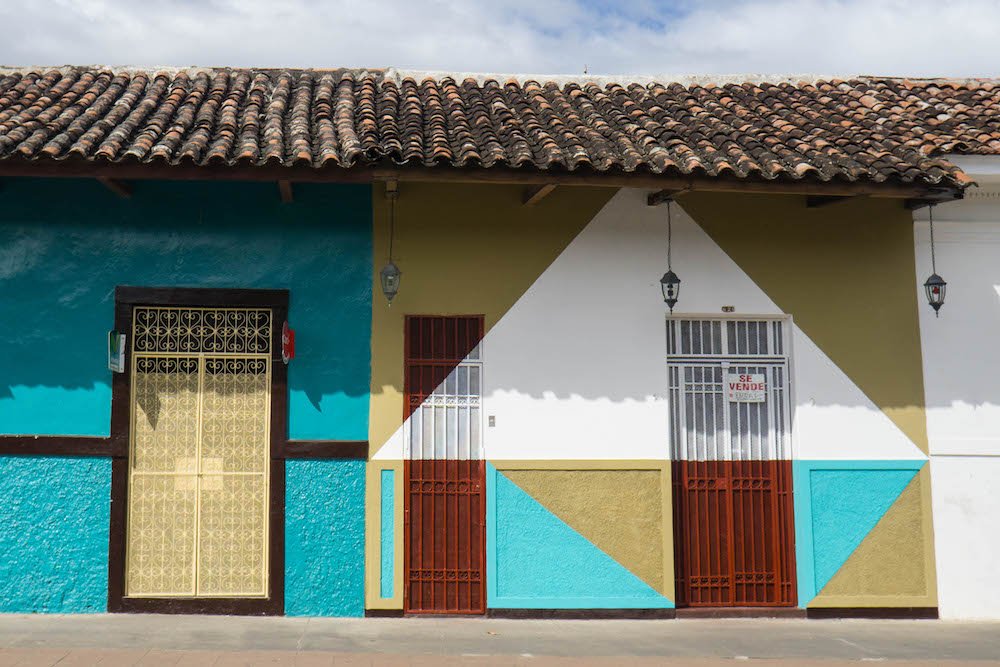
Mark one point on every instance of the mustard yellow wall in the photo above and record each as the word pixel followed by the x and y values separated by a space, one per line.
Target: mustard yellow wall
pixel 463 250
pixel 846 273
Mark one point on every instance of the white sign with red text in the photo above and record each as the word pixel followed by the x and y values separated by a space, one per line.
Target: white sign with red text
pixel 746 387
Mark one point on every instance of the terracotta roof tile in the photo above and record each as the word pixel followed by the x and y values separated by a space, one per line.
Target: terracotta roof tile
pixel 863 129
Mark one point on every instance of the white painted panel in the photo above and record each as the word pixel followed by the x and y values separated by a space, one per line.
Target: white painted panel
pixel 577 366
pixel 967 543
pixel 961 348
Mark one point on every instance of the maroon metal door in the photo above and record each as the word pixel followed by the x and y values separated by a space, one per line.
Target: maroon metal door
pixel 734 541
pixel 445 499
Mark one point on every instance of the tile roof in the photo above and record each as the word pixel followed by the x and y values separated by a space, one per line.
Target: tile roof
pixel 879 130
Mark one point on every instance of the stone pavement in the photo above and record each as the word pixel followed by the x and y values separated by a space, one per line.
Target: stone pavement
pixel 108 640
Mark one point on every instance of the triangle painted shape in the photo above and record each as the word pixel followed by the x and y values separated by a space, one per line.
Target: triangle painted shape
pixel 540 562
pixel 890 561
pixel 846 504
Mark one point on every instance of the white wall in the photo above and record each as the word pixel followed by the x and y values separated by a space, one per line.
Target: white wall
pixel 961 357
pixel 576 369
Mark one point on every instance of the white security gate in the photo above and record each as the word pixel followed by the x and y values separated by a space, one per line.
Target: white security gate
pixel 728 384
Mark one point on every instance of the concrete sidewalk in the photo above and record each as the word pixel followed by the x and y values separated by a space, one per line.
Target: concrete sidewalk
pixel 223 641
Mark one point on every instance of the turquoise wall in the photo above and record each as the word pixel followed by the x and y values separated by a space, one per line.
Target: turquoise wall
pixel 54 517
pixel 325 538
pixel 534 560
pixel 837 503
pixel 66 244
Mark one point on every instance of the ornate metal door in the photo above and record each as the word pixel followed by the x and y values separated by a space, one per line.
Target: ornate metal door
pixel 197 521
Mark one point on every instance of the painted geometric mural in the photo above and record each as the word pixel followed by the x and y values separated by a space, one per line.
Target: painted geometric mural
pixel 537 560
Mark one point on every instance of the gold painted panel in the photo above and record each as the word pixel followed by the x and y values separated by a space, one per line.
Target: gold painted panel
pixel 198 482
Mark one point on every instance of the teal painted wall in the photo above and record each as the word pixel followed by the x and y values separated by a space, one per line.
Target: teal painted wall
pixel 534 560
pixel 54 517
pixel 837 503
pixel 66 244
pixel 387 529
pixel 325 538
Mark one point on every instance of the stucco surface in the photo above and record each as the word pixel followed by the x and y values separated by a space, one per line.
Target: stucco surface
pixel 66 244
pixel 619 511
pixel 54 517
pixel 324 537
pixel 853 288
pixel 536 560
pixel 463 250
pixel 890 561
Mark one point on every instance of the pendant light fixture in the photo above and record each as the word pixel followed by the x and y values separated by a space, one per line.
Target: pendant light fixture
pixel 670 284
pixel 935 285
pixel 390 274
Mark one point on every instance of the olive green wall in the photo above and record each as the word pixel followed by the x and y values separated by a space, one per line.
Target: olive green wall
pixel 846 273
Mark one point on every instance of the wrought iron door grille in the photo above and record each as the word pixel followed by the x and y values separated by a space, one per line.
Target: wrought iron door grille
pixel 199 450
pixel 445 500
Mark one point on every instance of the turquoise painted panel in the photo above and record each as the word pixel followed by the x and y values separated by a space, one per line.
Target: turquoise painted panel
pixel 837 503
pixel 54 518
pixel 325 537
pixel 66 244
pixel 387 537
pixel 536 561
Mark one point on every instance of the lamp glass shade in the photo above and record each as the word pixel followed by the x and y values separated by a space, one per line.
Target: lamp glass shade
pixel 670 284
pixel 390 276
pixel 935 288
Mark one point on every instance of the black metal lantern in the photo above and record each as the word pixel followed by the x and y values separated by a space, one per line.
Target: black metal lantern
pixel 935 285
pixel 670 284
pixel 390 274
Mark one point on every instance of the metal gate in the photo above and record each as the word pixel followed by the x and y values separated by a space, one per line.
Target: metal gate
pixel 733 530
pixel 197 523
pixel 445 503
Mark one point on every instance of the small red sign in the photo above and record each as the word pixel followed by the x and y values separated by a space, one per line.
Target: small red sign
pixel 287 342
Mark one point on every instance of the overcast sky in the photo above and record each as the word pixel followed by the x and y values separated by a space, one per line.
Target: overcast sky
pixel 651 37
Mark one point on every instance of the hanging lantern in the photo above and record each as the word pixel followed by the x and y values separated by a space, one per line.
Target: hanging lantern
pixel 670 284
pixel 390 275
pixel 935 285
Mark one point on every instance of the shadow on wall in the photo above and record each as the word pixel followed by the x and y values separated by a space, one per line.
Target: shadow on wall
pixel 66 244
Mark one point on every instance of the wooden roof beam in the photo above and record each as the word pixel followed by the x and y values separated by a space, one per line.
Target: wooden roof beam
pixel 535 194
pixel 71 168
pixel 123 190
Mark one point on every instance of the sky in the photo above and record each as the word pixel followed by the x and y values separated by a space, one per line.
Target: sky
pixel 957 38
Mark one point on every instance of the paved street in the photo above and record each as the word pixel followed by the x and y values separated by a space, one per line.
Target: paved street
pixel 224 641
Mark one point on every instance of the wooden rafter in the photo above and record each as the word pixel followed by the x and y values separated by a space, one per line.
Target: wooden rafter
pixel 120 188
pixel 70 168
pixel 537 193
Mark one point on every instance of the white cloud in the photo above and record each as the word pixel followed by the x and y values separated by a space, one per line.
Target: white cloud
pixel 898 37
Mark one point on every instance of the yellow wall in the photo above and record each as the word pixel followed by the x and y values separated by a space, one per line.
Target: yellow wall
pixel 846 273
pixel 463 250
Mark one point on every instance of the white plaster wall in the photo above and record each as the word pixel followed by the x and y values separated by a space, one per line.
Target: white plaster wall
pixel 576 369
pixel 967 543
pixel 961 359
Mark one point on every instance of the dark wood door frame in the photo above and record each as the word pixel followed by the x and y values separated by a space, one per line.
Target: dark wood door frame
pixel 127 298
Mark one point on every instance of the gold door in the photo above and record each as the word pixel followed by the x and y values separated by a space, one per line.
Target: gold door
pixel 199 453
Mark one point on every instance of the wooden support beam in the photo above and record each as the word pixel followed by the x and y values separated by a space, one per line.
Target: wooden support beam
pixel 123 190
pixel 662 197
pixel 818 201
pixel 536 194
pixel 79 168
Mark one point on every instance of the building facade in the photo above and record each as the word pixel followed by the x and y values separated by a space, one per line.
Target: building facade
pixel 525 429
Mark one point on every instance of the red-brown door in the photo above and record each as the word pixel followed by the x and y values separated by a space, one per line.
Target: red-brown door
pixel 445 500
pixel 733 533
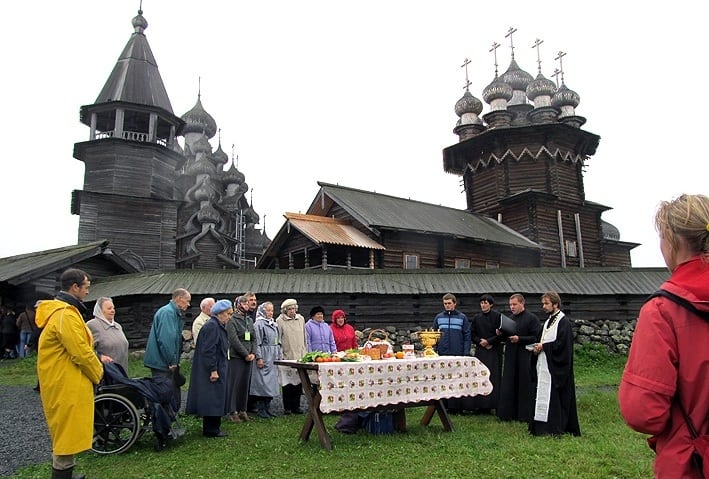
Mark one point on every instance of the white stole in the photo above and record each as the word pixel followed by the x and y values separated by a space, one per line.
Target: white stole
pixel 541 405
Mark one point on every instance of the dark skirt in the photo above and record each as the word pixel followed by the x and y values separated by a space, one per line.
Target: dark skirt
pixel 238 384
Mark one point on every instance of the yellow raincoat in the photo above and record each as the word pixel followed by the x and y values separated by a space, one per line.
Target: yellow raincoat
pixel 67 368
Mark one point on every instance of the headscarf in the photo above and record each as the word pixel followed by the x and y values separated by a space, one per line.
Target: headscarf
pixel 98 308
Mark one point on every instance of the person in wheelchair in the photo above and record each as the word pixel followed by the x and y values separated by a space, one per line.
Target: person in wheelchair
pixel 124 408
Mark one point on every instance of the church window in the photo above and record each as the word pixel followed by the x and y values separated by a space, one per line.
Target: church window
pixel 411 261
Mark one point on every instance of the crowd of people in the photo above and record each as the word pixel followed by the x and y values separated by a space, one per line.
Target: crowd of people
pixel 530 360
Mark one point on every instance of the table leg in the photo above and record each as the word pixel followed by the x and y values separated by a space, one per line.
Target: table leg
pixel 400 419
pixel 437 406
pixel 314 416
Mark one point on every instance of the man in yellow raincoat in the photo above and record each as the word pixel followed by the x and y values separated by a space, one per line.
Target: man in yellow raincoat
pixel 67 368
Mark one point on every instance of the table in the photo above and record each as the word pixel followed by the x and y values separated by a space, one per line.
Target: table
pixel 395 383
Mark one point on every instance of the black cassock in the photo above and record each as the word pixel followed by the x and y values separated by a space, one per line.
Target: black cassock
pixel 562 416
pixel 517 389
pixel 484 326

══════════════════════════════

» ACTION ITEM
Each line from the beginning of the entries up to and including the one containing "Mark one point on every instance of the white sign" must be restated exactly. Pictures are to be left out.

» RESPONSE AREA
Mark one point on every instance of the mustard yellow wall in the photo above and record each as the word pixel followed by the x and y values separated by a space, one per line.
Target: mustard yellow wall
pixel 463 250
pixel 846 273
Mark one point on every instance of the white sign with red text in the photo above and record each as the word pixel followed by the x and y values separated by a space, one per line.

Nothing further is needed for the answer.